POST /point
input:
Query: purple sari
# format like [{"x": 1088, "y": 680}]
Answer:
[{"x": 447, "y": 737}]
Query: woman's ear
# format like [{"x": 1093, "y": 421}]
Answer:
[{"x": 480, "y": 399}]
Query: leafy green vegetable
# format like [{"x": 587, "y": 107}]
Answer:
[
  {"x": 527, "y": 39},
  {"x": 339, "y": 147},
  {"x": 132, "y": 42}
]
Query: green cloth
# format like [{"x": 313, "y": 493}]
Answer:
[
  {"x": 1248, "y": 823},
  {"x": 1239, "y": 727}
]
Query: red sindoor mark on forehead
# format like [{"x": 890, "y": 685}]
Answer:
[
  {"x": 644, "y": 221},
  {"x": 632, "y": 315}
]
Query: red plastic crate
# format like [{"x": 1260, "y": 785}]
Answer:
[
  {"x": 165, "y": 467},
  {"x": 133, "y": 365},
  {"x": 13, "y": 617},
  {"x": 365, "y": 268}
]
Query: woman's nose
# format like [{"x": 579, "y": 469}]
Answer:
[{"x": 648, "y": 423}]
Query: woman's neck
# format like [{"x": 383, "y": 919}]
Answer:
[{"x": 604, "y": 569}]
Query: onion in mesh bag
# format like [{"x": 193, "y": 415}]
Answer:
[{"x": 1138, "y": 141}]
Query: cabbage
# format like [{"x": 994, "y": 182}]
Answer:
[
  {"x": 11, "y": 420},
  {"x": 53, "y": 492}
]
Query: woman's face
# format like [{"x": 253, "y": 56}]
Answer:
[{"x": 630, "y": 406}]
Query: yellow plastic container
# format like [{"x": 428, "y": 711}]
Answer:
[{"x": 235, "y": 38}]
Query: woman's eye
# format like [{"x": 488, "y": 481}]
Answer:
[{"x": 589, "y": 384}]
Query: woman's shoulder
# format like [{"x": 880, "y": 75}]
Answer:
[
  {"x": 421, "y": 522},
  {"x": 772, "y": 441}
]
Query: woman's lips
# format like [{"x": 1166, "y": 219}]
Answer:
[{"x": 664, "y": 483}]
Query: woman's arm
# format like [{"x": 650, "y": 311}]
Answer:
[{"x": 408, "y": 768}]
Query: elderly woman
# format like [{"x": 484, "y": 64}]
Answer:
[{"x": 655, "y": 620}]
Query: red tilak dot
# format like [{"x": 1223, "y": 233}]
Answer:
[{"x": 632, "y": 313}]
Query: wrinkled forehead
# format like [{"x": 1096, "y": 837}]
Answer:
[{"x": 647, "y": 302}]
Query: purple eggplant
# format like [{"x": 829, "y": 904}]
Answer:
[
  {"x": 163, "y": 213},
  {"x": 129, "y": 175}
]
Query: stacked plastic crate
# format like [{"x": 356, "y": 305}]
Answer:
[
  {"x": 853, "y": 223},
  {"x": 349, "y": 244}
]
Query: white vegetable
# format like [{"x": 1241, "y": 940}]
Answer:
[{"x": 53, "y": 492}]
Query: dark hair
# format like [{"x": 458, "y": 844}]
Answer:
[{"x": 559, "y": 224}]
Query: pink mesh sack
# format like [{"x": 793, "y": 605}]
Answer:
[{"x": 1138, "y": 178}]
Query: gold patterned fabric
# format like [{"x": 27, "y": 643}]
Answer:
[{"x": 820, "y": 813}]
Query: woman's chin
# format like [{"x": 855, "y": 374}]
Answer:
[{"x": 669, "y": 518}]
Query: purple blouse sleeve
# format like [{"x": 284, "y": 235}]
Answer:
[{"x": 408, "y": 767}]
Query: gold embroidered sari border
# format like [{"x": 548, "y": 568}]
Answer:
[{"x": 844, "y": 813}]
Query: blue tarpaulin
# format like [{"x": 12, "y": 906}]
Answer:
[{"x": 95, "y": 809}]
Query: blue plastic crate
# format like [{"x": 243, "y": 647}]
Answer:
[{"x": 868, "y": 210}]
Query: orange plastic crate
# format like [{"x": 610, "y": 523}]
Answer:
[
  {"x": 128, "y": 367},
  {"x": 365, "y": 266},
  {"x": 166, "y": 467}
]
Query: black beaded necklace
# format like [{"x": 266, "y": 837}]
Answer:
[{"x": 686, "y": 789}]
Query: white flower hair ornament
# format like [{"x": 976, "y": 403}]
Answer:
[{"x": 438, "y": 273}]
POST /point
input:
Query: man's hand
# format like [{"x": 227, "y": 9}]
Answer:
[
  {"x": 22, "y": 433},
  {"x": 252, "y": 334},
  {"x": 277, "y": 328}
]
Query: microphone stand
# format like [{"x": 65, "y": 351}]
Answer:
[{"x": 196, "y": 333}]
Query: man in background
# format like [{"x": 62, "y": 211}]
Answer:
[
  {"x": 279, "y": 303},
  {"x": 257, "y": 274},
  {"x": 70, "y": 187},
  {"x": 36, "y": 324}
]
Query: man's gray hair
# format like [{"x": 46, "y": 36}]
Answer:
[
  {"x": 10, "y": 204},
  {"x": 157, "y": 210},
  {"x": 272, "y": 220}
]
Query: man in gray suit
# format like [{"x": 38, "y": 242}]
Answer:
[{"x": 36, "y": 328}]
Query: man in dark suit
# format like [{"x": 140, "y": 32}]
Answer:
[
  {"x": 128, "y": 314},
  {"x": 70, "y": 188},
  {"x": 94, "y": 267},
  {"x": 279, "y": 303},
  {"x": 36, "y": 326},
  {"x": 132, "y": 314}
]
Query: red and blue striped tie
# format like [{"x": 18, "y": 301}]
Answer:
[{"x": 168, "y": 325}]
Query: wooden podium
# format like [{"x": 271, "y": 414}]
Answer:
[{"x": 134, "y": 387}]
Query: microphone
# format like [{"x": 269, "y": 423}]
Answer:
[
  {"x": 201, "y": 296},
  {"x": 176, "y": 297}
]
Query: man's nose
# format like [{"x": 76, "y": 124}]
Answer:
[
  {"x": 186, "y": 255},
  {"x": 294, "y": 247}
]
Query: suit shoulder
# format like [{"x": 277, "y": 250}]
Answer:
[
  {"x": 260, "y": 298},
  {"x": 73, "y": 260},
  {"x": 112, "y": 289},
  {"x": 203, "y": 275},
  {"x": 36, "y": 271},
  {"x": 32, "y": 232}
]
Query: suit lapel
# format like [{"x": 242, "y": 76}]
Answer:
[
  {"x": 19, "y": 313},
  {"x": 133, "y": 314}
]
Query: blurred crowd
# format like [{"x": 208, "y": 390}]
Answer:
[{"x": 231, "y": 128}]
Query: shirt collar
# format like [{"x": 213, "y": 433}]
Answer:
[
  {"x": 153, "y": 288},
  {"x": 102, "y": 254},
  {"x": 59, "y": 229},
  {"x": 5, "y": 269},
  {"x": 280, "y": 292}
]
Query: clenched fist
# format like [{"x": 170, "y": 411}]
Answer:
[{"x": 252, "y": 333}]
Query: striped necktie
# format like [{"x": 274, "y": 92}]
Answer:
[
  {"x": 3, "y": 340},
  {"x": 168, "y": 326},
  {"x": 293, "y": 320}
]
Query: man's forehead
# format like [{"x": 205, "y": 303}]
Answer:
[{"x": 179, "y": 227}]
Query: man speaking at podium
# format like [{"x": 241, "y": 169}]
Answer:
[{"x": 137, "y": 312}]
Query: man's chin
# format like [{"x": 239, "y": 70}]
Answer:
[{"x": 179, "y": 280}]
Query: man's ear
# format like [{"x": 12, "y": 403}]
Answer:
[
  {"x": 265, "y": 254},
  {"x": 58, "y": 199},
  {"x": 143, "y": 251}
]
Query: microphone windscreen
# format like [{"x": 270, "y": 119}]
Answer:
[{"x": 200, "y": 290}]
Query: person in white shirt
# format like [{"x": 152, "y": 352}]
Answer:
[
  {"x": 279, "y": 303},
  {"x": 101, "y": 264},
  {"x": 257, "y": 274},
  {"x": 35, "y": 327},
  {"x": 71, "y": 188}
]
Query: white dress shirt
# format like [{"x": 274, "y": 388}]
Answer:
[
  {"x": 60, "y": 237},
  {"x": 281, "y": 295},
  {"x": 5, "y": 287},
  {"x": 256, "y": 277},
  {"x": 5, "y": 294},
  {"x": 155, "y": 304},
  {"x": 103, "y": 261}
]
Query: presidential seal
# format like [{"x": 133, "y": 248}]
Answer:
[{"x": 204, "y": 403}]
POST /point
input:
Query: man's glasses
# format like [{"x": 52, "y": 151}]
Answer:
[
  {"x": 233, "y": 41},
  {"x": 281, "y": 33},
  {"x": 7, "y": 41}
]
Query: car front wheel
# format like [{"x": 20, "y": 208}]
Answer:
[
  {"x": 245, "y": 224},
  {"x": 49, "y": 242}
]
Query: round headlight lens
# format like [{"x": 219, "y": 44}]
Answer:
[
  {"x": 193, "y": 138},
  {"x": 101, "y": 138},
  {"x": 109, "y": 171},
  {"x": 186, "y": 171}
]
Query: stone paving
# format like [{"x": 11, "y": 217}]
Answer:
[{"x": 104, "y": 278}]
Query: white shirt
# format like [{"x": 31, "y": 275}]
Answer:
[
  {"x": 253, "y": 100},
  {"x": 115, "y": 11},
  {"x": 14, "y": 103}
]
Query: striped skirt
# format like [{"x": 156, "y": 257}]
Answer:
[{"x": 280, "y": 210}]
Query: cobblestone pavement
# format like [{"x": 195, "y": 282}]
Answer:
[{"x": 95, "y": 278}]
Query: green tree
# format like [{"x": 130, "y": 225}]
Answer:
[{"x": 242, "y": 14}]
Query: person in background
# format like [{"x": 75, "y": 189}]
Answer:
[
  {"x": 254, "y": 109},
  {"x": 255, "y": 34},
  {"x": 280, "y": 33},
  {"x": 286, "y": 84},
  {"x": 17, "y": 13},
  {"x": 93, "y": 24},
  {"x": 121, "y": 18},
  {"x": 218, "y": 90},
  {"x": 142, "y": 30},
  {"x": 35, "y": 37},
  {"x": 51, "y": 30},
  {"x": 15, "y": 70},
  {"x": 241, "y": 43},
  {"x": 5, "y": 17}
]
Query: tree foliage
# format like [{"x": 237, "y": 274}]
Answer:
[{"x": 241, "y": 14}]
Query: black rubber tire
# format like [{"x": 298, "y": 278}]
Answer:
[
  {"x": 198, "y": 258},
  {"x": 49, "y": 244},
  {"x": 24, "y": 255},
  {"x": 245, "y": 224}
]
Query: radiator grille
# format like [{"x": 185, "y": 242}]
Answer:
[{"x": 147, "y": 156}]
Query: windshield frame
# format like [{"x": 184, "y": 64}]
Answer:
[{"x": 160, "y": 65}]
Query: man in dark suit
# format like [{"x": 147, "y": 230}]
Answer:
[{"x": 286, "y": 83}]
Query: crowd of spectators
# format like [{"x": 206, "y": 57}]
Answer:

**Task statement**
Which lines above run from the one containing "Query: round headlight lens" to the one containing "Query: black rubber tire"? Give them again exactly, both ends included.

**Answer for the task**
Query: round headlight lens
# format like [{"x": 219, "y": 44}]
Answer:
[
  {"x": 193, "y": 138},
  {"x": 101, "y": 138},
  {"x": 109, "y": 171},
  {"x": 186, "y": 171}
]
Query: stone paving
# format like [{"x": 11, "y": 217}]
Answer:
[{"x": 104, "y": 278}]
Query: white shirt
# format like [{"x": 31, "y": 275}]
Answer:
[
  {"x": 253, "y": 100},
  {"x": 115, "y": 11},
  {"x": 14, "y": 103}
]
Query: striped skirt
# format like [{"x": 156, "y": 257}]
Answer:
[{"x": 280, "y": 210}]
Query: cobblestone pavement
# format like [{"x": 195, "y": 282}]
Answer:
[{"x": 95, "y": 278}]
Query: green tree
# format like [{"x": 130, "y": 225}]
Answer:
[{"x": 242, "y": 14}]
Query: person in background
# format like [{"x": 75, "y": 189}]
Answer:
[
  {"x": 254, "y": 109},
  {"x": 255, "y": 34},
  {"x": 280, "y": 33},
  {"x": 286, "y": 84},
  {"x": 17, "y": 13},
  {"x": 93, "y": 24},
  {"x": 121, "y": 18},
  {"x": 218, "y": 90},
  {"x": 142, "y": 30},
  {"x": 35, "y": 37},
  {"x": 51, "y": 30},
  {"x": 15, "y": 70},
  {"x": 241, "y": 43},
  {"x": 5, "y": 17}
]
Query: tree foliage
# format like [{"x": 237, "y": 274}]
Answer:
[{"x": 241, "y": 14}]
Query: black rubber tire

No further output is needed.